▸ **Task brief**:
Add 129 to every coordinate in the answers, then write out the records again, from the line containing "of the yellow" through the end of the records, with every other part of those lines unchanged. Leave out the pictures.

▬▬▬▬▬▬

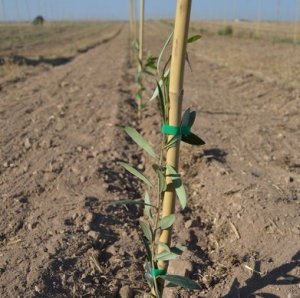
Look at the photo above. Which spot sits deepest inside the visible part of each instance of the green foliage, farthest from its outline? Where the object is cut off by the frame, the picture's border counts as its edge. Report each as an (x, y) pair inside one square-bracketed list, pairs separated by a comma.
[(166, 176), (227, 31)]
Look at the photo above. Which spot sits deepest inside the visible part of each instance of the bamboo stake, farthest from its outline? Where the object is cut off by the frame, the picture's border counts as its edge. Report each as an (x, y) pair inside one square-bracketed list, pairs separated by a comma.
[(141, 35), (258, 18), (182, 20), (134, 19), (296, 24), (131, 20)]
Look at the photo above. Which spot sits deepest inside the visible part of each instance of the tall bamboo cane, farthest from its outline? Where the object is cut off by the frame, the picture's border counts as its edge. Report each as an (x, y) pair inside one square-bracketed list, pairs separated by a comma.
[(141, 32), (182, 20)]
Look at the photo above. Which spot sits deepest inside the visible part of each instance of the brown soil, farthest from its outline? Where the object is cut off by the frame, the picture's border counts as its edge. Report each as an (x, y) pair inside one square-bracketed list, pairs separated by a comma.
[(60, 141)]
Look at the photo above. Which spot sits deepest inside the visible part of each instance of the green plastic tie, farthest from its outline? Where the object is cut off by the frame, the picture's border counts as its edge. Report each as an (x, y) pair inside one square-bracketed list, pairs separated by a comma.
[(175, 130), (157, 272)]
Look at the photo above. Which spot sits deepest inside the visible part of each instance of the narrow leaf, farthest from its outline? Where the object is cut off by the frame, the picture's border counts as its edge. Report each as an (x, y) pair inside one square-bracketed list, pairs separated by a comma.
[(192, 118), (136, 137), (172, 142), (162, 102), (131, 202), (165, 246), (156, 91), (147, 204), (181, 281), (161, 177), (194, 38), (162, 51), (177, 183), (166, 221), (147, 248), (146, 230), (186, 117), (135, 172)]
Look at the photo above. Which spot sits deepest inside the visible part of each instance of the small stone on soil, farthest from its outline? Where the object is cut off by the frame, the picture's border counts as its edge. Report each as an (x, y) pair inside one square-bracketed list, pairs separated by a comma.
[(27, 143), (126, 292)]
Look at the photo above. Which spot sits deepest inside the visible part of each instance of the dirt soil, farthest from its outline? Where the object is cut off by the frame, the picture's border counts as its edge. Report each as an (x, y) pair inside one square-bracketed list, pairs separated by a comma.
[(60, 140)]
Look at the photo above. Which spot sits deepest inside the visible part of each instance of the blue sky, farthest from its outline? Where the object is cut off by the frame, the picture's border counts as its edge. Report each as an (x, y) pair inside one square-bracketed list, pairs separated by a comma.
[(118, 9)]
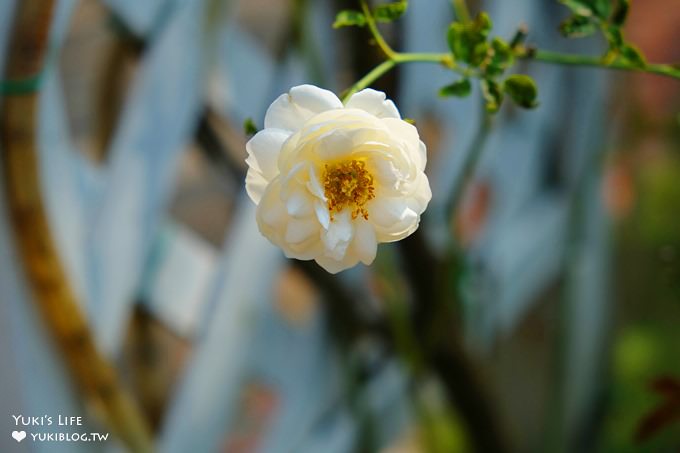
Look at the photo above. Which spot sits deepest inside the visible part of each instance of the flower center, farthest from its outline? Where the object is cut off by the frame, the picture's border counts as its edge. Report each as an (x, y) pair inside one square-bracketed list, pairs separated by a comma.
[(348, 184)]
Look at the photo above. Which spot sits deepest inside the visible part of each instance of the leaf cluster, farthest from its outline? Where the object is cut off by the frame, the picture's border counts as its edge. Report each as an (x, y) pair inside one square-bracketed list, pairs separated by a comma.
[(488, 60), (385, 12), (607, 16)]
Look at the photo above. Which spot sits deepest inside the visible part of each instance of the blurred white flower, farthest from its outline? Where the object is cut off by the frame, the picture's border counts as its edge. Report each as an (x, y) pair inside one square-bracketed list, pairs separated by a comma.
[(331, 181)]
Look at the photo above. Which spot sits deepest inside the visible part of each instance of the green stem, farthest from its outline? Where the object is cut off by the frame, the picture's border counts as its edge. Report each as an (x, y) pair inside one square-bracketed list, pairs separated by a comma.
[(545, 56), (373, 27), (461, 10), (369, 78)]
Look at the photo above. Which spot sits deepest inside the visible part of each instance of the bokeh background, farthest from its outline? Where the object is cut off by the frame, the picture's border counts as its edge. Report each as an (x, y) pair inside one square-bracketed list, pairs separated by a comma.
[(566, 293)]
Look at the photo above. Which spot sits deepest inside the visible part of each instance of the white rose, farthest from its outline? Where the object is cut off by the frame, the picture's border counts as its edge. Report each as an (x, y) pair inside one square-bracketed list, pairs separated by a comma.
[(331, 181)]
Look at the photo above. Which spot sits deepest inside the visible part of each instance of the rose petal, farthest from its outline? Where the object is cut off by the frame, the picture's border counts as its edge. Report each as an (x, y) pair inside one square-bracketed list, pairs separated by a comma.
[(263, 151), (300, 230), (322, 214), (337, 237), (334, 266), (256, 184), (392, 218), (365, 243), (373, 102), (407, 134), (300, 203), (290, 111)]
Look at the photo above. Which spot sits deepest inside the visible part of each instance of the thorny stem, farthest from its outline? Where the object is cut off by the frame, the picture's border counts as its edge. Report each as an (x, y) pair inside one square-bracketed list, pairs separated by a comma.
[(372, 26), (395, 58), (546, 56), (461, 10)]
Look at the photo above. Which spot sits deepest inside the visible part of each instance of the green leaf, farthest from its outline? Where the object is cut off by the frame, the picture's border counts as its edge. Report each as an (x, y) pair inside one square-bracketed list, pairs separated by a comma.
[(601, 8), (390, 11), (249, 127), (614, 37), (620, 13), (578, 27), (579, 7), (467, 41), (502, 57), (349, 18), (493, 96), (522, 89), (632, 55), (461, 89)]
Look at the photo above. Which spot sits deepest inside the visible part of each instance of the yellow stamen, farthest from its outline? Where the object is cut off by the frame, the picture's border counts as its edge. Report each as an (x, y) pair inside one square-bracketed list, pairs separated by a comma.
[(348, 184)]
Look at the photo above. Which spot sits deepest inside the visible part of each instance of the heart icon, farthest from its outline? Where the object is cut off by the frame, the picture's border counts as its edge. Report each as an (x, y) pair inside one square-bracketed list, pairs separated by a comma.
[(19, 435)]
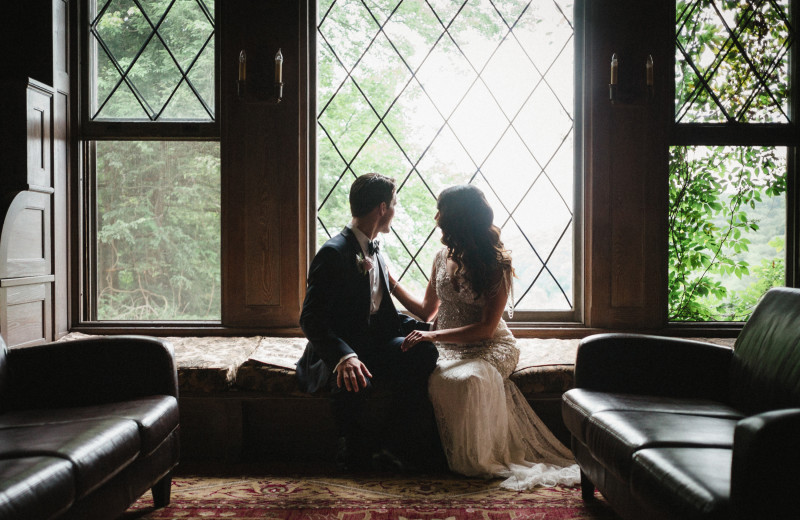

▬▬▬▬▬▬

▸ **Final result**:
Look at the photo above. Which spot sits deepest inside the visible part of each instance of the yellow stamen, farthest from its outline? Where the object is cut off by the frame, the picture's border counts as its edge. Report each as an (x, y) pair inside one square-bracketed list, pairs separated by a comma.
[(477, 313)]
Look at the photo above. Which spot sits deepest inside the visible part of each instance of the heart icon, farthest from its outline? Where the object is cut off by the frame, the picture's border counts as its edge. Report each as an (x, y) pair inside one square-bracketed list, pairs separated by a comma.
[(148, 564)]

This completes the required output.